Continue the article on Jerry W. Kilgore's objection to Fairfax County's day-laborer funding, beginning after its final sentence.

__Text__.
##############################
Republican gubernatorial candidate Jerry W. Kilgore yesterday demanded that Fairfax County scrap its plan to grant $400,000 in taxpayer funds to groups that would set up formal centers for day laborers.
Mr. Kilgore said funding such centers gives illegal aliens an incentive to break the law.
“Rewarding illegal behavior is not going to make this situation better; it will only ensure this behavior continues,” he said during a press conference call.
The former state attorney general was responding to a report in The Washington Times on Saturday that said the county had set aside the $400,000 from its $3 billion annual budget to address the problem of day laborers loitering in front of businesses in Culmore, Annandale and Herndon.
“I call upon the government of Fairfax County to reverse course and not use tax dollars of law-abiding citizens to [subsidize] illegal activities,” Mr. Kilgore said.
Mr. Kilgore said businesses should call police when day laborers loiter or cause other problems on their property.
Fairfax County Board of Supervisors Chairman Gerald E. Connolly said the $400,000 was budgeted to help address problems with day laborers. Many residents complain the workers—mostly men—litter, urinate in public and harass women.
Independent candidate H. Russell Potts Jr. called Mr. Kilgore a “racist” and a “bigot” and said the candidate should not inject himself into Fairfax County’s business.
##############################
__Extracted records__.
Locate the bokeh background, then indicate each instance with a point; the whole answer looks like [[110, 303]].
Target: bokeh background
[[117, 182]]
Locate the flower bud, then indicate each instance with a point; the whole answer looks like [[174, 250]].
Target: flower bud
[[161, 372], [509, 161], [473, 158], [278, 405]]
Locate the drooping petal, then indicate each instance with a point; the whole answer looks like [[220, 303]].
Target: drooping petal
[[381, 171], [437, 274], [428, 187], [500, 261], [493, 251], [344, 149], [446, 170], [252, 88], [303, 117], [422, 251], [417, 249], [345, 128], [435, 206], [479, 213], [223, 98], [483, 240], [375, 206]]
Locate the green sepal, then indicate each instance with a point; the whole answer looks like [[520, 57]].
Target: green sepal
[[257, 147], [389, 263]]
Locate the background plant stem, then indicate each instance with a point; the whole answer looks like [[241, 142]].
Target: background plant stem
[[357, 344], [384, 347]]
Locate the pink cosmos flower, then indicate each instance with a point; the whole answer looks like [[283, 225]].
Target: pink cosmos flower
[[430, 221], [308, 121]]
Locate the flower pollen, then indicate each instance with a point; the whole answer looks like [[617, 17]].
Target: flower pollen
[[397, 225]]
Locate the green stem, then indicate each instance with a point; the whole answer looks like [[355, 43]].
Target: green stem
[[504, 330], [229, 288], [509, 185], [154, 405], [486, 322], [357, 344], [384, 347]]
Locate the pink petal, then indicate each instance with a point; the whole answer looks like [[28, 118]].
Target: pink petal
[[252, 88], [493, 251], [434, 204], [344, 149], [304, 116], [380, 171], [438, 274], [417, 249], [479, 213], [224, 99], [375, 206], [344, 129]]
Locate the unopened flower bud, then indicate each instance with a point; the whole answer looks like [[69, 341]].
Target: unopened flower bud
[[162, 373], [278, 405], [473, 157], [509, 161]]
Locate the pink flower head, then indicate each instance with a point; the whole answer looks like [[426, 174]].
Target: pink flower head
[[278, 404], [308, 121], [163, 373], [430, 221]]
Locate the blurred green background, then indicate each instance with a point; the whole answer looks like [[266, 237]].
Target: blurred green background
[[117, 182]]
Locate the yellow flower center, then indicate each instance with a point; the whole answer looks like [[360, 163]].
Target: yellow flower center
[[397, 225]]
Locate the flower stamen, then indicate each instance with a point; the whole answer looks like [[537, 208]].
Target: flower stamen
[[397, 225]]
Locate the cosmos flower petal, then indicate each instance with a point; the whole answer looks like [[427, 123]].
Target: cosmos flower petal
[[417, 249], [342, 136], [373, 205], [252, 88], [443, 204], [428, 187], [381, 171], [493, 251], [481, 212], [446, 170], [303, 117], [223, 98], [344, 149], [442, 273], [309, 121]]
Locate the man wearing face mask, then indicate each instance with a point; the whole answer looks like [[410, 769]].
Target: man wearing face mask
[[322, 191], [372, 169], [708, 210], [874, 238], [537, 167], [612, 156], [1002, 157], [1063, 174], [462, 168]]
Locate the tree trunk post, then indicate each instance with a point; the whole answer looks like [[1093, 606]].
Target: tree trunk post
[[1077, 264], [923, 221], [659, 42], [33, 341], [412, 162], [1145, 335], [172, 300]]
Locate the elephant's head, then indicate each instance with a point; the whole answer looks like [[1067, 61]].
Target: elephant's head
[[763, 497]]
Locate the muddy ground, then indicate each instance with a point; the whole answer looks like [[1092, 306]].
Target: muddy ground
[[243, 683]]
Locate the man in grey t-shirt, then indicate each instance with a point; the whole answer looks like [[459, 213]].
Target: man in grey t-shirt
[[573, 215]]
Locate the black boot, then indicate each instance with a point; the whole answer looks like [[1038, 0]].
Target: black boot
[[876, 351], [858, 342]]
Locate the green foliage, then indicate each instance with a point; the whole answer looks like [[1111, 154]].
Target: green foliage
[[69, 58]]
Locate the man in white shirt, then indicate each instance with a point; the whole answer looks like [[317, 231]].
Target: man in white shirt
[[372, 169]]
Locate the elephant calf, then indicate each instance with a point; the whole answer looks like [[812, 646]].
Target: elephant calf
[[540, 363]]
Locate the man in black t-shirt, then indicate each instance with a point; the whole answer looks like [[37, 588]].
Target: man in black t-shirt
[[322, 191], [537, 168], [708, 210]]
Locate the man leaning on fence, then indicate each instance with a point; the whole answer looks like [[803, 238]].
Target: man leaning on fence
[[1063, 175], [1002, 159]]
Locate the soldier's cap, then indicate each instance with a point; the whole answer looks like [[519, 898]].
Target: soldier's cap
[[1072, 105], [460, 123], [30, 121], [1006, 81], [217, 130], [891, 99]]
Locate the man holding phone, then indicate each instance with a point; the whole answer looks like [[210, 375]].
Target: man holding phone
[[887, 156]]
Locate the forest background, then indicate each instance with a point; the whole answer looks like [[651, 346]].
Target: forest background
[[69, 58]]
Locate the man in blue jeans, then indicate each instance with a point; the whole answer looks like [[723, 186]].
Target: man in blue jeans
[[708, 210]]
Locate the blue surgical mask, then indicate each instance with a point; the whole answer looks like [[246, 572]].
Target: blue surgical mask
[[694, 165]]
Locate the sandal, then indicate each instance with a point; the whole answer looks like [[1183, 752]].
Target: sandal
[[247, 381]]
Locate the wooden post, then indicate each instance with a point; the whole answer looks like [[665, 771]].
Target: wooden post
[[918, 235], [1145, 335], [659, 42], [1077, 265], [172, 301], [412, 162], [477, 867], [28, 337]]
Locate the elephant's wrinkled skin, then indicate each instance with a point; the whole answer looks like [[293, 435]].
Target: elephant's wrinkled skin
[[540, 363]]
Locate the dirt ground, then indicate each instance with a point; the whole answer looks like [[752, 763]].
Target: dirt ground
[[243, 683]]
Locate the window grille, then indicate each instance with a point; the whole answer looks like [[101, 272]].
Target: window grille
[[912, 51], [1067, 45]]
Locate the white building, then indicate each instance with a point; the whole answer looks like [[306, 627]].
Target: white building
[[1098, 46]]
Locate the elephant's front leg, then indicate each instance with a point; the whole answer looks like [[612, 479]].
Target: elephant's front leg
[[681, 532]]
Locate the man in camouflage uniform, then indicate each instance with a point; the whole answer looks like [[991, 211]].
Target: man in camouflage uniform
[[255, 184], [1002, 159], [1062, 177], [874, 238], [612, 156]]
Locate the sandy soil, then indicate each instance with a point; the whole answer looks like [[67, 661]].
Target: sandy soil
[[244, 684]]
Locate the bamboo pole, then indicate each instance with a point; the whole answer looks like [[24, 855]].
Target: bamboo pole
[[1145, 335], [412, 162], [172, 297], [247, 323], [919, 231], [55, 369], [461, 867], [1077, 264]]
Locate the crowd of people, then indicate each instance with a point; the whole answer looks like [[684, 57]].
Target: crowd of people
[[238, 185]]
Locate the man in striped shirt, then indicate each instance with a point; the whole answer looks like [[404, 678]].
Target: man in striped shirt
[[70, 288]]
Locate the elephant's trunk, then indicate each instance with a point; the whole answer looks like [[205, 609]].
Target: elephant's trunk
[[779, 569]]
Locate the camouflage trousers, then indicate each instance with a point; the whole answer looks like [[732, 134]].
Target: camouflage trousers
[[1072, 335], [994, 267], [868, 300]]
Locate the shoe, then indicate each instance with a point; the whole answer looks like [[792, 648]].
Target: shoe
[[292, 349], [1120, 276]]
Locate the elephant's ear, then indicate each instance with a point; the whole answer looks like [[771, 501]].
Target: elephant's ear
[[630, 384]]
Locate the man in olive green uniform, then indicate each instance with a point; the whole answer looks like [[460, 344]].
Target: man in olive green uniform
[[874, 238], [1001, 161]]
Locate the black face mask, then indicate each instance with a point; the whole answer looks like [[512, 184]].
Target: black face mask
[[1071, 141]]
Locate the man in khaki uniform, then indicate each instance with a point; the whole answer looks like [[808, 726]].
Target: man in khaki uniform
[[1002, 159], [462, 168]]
##############################
__Task answer__.
“The Fairfax County Board are duly elected by the people, and every four years they stand for re-election,” said Mr. Potts, a Republican state senator from Winchester. “I’m not going to micromanage them. It should be a local decision.”
Delegate David B. Albo, Fairfax County Republican who joined Mr. Kilgore on the conference call, said organizers must check the immigration status of day laborers.
Mr. Albo this year authored a measure that denies illegals local and state public benefits, including Medicaid. The measure overwhelmingly passed the Republican-controlled legislature, with the support of Mr. Potts and Mr. Kaine.
The law, which takes effect Jan. 1, requires state and local governments to verify the legal presence of an applicant seeking non-emergency public benefits.
Mr. Albo said he thinks Fairfax County would be in violation of this law if the funds are granted.